==== Records for this exercise

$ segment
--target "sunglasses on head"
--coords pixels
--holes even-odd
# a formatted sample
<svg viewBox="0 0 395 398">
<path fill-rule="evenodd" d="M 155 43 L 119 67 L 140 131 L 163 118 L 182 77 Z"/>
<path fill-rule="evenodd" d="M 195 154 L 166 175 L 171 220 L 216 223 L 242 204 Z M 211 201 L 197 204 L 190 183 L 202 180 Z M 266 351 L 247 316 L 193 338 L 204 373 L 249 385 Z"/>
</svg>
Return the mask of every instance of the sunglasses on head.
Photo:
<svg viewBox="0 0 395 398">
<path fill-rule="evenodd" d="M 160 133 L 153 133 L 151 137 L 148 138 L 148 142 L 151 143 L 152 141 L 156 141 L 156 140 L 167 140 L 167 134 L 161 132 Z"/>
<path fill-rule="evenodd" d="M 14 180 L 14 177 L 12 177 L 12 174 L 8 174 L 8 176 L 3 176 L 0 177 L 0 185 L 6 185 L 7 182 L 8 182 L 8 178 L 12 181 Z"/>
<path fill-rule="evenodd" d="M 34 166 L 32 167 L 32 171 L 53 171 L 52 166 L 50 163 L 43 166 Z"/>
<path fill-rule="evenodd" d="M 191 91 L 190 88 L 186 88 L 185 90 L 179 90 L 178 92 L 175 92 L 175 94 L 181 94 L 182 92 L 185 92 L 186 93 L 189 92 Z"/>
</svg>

========

**Instructions for the task**
Edit the listing so that "sunglasses on head" becomes "reading glasses on head" everywhere it appears, and change nothing else.

**Written response**
$ segment
--target "reading glasses on head"
--coords pixels
--holes even-odd
# a formatted sample
<svg viewBox="0 0 395 398">
<path fill-rule="evenodd" d="M 155 43 L 119 67 L 140 131 L 163 118 L 182 77 Z"/>
<path fill-rule="evenodd" d="M 195 154 L 166 175 L 171 220 L 216 223 L 242 204 Z M 211 201 L 197 204 L 190 183 L 202 180 Z M 266 351 L 247 316 L 193 338 L 204 373 L 249 385 Z"/>
</svg>
Return the mask of every instance of the reading glasses on head.
Photo:
<svg viewBox="0 0 395 398">
<path fill-rule="evenodd" d="M 160 133 L 153 133 L 151 137 L 148 138 L 148 142 L 151 143 L 152 141 L 156 141 L 156 140 L 167 140 L 167 134 L 161 132 Z"/>
<path fill-rule="evenodd" d="M 14 180 L 14 177 L 12 177 L 12 174 L 8 174 L 8 176 L 3 176 L 0 177 L 0 185 L 6 185 L 7 182 L 8 182 L 8 178 L 12 181 Z"/>
<path fill-rule="evenodd" d="M 34 166 L 32 167 L 32 171 L 53 171 L 52 166 L 50 163 L 43 166 Z"/>
<path fill-rule="evenodd" d="M 191 91 L 190 88 L 186 88 L 185 90 L 179 90 L 178 92 L 175 92 L 175 94 L 181 94 L 182 92 L 185 92 L 186 93 L 189 92 Z"/>
</svg>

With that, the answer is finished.